+++ Source data +++
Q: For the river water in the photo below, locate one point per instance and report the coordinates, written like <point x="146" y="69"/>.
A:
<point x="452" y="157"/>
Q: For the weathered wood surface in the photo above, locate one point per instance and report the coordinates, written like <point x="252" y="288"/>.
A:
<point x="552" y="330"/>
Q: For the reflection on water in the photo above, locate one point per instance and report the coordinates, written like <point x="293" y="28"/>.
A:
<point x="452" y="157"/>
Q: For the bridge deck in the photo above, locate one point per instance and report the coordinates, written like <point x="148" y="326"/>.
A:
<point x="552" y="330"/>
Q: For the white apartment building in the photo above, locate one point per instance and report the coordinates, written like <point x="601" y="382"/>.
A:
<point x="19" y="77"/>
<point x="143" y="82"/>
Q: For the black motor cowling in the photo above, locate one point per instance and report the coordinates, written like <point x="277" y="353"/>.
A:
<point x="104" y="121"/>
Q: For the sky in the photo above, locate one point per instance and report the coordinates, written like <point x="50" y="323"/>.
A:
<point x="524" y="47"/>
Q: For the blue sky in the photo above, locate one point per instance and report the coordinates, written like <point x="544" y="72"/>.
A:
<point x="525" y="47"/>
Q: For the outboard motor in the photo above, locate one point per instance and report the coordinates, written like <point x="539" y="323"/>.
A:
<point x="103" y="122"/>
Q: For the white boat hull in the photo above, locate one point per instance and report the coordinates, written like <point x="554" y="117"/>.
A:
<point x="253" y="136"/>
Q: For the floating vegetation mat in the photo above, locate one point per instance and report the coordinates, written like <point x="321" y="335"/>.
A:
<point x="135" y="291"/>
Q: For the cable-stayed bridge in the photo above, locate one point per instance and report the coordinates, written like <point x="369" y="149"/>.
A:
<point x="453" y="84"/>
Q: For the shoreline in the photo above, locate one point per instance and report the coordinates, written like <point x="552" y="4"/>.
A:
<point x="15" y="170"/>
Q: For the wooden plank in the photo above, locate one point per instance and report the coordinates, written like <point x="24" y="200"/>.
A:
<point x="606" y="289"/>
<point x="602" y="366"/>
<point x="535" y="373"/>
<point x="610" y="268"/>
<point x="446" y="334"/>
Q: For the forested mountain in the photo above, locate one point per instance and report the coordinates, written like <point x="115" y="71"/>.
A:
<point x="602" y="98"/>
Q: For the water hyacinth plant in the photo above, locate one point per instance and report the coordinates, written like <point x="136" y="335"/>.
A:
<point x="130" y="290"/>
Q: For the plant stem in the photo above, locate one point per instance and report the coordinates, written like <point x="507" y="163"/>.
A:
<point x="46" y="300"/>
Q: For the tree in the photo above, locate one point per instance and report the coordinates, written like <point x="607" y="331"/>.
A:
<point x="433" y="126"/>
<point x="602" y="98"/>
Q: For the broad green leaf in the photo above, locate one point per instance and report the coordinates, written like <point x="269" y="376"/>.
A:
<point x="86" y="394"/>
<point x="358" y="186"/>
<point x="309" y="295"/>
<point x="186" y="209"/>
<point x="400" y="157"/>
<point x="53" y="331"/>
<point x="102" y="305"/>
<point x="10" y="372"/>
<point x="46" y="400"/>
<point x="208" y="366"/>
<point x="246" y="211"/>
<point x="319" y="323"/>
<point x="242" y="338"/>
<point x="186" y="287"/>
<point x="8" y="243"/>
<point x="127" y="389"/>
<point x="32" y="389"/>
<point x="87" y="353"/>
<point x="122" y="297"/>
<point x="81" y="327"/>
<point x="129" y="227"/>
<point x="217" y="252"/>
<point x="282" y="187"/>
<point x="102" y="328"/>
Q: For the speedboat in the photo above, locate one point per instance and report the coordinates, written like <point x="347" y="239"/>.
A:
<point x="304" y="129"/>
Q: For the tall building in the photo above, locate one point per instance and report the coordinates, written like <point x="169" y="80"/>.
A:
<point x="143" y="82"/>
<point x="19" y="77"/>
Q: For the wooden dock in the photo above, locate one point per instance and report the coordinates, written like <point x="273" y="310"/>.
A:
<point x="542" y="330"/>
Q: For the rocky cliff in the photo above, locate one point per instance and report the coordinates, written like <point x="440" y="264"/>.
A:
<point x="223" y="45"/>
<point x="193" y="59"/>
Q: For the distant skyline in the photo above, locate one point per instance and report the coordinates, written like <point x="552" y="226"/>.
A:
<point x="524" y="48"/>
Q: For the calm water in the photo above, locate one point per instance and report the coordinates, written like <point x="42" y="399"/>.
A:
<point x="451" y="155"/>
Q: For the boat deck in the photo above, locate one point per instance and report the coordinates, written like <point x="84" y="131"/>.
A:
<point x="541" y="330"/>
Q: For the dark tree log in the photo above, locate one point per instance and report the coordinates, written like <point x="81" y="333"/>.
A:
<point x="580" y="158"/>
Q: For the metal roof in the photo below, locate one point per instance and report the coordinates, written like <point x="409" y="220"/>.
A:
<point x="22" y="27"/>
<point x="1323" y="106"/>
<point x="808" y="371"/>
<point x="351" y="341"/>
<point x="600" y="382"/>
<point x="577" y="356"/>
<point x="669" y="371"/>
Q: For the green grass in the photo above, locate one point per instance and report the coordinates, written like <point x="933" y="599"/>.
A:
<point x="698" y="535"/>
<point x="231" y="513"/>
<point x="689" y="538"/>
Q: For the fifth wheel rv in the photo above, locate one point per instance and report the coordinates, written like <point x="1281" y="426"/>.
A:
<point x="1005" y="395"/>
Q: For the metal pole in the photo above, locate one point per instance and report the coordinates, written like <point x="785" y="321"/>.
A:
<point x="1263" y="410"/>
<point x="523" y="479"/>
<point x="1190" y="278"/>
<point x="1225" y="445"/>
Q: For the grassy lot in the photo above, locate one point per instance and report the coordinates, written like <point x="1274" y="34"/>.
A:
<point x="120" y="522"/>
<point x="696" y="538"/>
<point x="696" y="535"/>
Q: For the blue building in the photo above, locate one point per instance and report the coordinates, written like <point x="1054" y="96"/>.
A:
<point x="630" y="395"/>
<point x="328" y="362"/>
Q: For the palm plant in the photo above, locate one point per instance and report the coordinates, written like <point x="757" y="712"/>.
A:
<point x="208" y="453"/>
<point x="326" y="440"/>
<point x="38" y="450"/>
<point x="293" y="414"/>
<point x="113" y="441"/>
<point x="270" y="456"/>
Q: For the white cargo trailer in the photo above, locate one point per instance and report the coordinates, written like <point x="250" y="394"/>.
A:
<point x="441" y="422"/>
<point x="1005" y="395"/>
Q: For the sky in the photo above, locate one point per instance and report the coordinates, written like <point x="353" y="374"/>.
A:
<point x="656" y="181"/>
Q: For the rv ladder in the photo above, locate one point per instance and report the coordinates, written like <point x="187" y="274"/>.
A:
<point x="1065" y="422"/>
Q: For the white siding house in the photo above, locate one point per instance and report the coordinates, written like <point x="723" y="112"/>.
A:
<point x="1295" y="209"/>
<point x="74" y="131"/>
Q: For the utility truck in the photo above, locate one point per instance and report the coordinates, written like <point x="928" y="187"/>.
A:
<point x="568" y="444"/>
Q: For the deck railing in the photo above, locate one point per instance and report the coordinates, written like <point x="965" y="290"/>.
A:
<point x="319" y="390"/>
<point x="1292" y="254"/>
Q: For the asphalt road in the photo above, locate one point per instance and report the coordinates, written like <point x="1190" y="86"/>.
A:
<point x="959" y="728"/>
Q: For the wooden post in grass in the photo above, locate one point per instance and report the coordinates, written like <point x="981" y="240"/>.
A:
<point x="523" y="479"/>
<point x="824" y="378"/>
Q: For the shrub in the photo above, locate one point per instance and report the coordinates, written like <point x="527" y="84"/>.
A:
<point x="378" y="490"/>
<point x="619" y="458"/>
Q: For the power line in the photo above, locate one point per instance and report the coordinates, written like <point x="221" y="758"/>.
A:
+++
*Task details:* Lines that contain "deck" are the result; find them in the entries above and copy each one.

*Problem solution:*
Q: For the bridge deck in the photo above, locate one point per instance and report the coordinates, written like <point x="148" y="326"/>.
Q: For the boat deck in the photo above, locate one point per instance and report the coordinates, written like <point x="84" y="131"/>.
Q: For the deck railing in the photo above, locate one point per instance and report the coordinates, written like <point x="965" y="290"/>.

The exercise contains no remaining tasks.